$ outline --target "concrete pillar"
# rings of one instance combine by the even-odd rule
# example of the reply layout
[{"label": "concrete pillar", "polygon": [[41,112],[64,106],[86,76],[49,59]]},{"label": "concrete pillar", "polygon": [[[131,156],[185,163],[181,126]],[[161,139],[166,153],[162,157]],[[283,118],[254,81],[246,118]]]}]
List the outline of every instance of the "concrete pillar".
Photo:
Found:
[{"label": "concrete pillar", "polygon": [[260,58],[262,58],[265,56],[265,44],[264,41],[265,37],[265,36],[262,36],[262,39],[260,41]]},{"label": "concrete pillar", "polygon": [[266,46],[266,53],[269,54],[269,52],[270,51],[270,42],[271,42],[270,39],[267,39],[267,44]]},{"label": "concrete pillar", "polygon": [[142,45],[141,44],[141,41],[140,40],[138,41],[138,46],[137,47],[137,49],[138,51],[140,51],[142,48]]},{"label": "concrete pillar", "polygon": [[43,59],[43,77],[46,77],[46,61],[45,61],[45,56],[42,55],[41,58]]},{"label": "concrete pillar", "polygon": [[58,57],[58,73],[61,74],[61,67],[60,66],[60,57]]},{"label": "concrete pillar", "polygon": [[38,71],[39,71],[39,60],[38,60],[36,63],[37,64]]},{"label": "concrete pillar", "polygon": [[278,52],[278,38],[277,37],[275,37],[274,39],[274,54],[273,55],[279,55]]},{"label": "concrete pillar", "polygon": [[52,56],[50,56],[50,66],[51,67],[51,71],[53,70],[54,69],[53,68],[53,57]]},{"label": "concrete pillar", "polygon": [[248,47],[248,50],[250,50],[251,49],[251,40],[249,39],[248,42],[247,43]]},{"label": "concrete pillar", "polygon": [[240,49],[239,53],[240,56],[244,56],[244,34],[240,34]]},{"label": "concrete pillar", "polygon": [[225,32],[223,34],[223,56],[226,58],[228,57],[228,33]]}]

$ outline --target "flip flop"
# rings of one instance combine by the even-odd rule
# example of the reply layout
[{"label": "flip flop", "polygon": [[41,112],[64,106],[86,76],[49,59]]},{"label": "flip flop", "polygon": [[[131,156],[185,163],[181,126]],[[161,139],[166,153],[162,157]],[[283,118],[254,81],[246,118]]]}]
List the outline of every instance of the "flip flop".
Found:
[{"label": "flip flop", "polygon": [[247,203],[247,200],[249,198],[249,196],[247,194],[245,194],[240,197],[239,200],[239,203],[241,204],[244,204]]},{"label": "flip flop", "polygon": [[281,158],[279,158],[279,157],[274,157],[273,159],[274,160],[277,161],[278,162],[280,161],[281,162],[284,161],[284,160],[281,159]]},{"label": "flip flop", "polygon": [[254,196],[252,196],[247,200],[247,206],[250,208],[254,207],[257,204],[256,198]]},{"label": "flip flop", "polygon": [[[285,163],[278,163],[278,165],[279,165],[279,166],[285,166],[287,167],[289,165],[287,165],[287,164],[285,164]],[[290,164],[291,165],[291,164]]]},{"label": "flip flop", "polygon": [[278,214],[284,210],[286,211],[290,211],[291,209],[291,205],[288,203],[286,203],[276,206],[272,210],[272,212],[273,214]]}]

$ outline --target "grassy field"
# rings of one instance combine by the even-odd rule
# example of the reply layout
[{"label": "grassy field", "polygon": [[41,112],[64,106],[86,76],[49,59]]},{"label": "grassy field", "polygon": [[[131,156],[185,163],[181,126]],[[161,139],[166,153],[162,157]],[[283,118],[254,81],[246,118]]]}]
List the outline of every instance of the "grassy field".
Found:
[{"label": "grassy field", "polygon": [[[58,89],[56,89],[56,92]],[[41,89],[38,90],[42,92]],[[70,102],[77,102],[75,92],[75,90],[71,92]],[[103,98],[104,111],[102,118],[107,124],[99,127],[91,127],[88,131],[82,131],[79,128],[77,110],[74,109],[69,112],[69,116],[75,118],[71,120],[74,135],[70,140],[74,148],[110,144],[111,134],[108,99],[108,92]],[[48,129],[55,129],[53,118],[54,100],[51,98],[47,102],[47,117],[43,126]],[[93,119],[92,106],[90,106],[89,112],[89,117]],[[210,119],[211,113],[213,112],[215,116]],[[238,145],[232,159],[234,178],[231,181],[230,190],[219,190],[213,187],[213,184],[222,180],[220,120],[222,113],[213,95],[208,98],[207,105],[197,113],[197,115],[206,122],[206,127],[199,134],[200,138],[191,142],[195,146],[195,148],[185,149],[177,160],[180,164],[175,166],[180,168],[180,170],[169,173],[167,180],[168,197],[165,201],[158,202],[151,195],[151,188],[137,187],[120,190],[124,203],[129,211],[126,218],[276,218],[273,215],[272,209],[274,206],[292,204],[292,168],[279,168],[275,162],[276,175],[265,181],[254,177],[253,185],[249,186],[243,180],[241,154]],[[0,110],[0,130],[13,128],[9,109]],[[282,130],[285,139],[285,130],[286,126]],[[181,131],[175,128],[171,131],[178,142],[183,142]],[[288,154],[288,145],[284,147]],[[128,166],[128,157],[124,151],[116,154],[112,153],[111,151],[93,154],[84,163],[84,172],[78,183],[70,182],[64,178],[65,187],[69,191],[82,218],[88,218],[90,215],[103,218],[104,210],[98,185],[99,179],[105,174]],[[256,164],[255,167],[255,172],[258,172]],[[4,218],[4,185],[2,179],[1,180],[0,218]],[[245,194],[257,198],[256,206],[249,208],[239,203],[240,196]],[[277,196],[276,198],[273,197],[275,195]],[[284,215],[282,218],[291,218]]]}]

· · · · ·

List each line in the records above that contains the word "every". Treat uppercase and lowercase as different.

→ **ANSWER FOR THE TASK**:
List the outline of every instance of the "concrete pillar".
List the outline of every instance of the "flip flop".
List the outline of every instance of the "grassy field".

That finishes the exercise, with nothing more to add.